Work to be completed:
The response should contain all of the data below, reproduced exactly, and no pictures.

Input material:
== Segment start ==

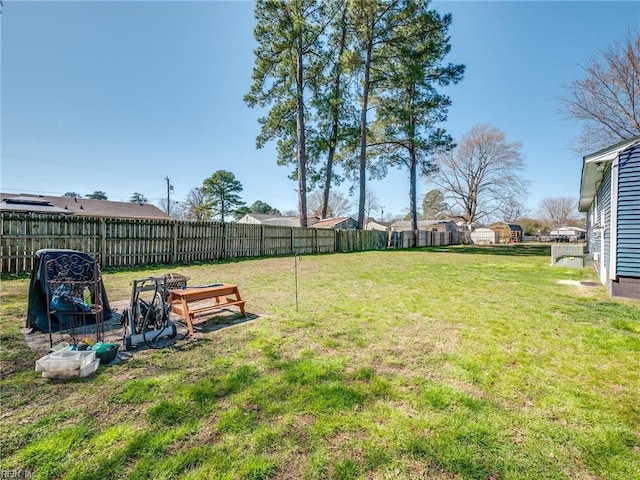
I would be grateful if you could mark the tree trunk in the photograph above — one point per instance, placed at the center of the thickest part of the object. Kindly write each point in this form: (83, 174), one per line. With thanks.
(363, 135)
(335, 127)
(302, 154)
(413, 175)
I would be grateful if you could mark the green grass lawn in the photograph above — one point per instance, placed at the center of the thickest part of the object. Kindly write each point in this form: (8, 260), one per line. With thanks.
(442, 363)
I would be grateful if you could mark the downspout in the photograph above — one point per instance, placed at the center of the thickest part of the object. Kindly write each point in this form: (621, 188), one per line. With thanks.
(613, 228)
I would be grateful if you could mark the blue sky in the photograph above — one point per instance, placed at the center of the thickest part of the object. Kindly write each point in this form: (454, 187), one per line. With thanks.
(115, 96)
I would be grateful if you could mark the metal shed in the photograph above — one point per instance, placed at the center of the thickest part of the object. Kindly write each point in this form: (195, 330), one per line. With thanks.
(484, 235)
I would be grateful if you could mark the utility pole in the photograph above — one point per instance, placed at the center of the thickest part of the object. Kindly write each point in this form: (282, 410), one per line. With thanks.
(169, 190)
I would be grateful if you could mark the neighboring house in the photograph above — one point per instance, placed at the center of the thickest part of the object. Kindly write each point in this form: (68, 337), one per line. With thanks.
(276, 220)
(567, 234)
(429, 225)
(610, 194)
(375, 225)
(484, 235)
(79, 207)
(508, 232)
(342, 223)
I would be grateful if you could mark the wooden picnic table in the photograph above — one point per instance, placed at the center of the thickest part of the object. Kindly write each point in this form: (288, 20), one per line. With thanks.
(223, 295)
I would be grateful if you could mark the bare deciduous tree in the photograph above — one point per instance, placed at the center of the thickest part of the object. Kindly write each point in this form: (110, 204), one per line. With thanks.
(481, 173)
(607, 99)
(559, 211)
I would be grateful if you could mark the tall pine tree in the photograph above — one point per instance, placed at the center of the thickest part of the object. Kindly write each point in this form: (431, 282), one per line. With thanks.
(408, 105)
(289, 35)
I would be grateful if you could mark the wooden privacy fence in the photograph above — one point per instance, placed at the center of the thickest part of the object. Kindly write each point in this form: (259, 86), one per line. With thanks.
(127, 242)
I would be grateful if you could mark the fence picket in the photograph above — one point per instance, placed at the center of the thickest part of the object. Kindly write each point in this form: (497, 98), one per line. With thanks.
(132, 242)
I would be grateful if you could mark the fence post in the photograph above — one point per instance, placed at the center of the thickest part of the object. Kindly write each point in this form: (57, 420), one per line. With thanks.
(103, 241)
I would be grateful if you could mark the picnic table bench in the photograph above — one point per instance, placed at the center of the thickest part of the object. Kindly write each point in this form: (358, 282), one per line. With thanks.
(223, 295)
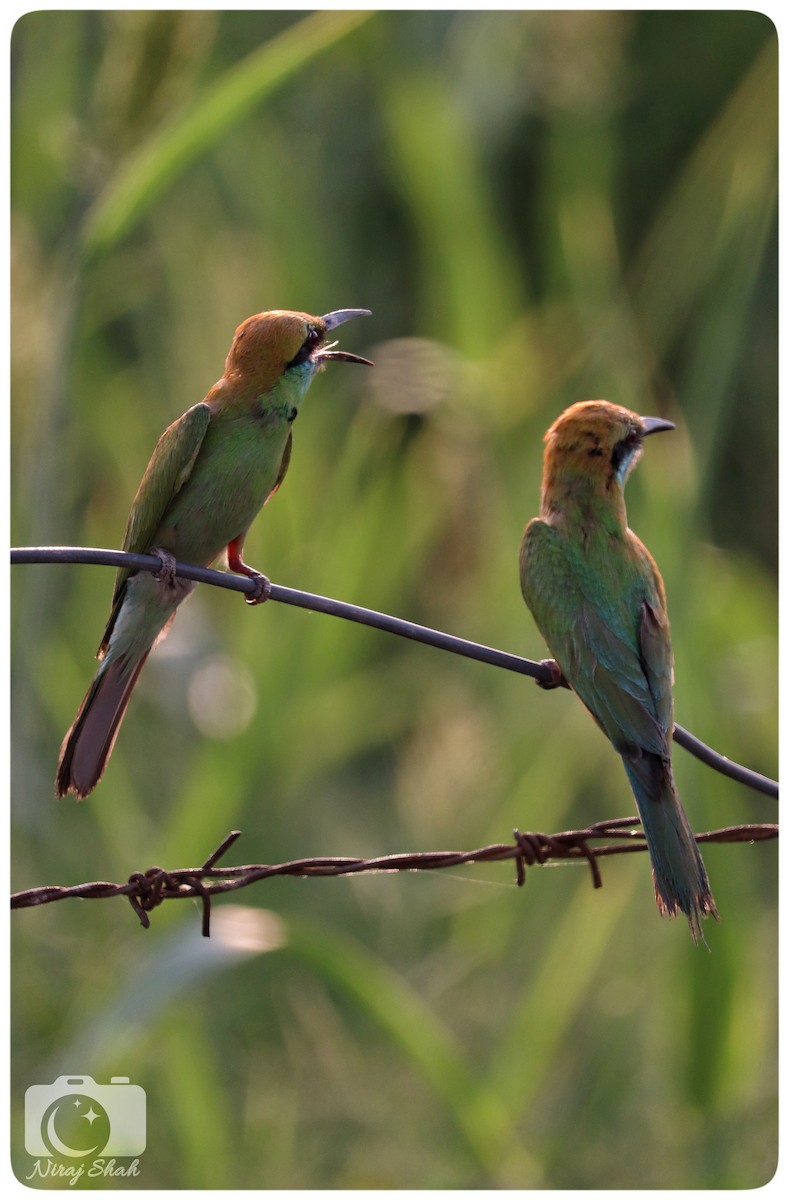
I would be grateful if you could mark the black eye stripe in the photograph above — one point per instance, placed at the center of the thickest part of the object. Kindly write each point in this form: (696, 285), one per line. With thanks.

== Segment end ==

Answer for the task:
I would be grateful if you could mark the tree trunk in the photograph above — one point per instance, placed at the center of the thickest part of the object. Kindly write each point in this form: (83, 174), one per line. With thanks.
(363, 135)
(335, 127)
(302, 154)
(413, 175)
I would be grateful if you could mark the green grass lawn in the photograph above — one point per instance, placed at the center of the thickest part of the object. Kindly write each point in this form: (8, 260), one per line. With thanks.
(442, 363)
I would be grateful if you could mark the downspout in the photograph above — one point per instance, placed at the center of the thickest part of the object. Kindly write each point in this form: (621, 188), one per line. With thanks.
(613, 228)
I would be grateful if you could mark the blue sky in the photograph above — one point per instance, placed at the center of the thickest part of the object. Kindly write each point in this form: (454, 187), one per line. With thanks.
(115, 96)
I would be grateful if you could mark the metal shed in the photograph above — one point per instance, placed at the center of the thickest part of the object. Kindly write each point in this form: (195, 330), one per line. With thanks.
(484, 235)
I would be grateful if you could mark the utility pole in the photograph above — one point per instance, placed at the center of the thickest part of the object. Kindly write each point in this form: (282, 410), one per line. With thanks.
(169, 190)
I would be grateful if you could mark the neighboring house in the photograph above — one point per instance, placed at the center of the thickest part of the object. Kindly write each point in this form: (68, 337), one per line. With thanks.
(276, 220)
(567, 234)
(429, 225)
(610, 194)
(375, 225)
(484, 235)
(79, 207)
(508, 232)
(342, 223)
I would be grateful if you could mark the wooden picnic table in the photograph above — one point per instance, placed at the center of the thickest part of the object. Kindly write each point in this form: (288, 20), one per line. With thanks.
(223, 295)
I would be grateful if you could mark the bare deciduous tree in the photograph above — one point per instance, placed at the center of the thickest part of the object. Kindly write each point in this form: (110, 204), one per line. With thanks.
(481, 173)
(607, 99)
(559, 211)
I would be grateful if you could mark the tall pine tree in the photograph above — one point per instance, placed at the center of the thickest part of the object. Kindly write each point in this form: (431, 282), one per line. With thanks.
(408, 105)
(289, 35)
I would be grateful if you could mark the wooden privacy fence in the photograph above — one point per instance, placed at the center of the thickest part of the object. Kindly write each point in this form: (259, 86), one per line. With thanks.
(127, 242)
I would be grateful if you could mark the fence picket in the photograph above — one point per instance, placed at the center of the thickest part of the object. Kindly write each point in this form: (497, 98), one per line. With thanks.
(132, 242)
I would be grateful if you could mark the fence post in the photograph above — one point per instance, placed at the center of the thickest part of the object. Kindly write each point in this form: (57, 420), one per line. With thanks.
(103, 241)
I would be grateful if you could mark the picnic table bench in the photograph above — one point per instance, placed at the center of the thickest part of the object. Kindly write each point in this form: (358, 282), one per line. With thanks.
(223, 295)
I would be grateful if you could mark the black eye stripe in the photograph above — one point per instance, placed at the center of the thickest part of the object. Kindly write each point in this form: (696, 285), one per line. With thanks.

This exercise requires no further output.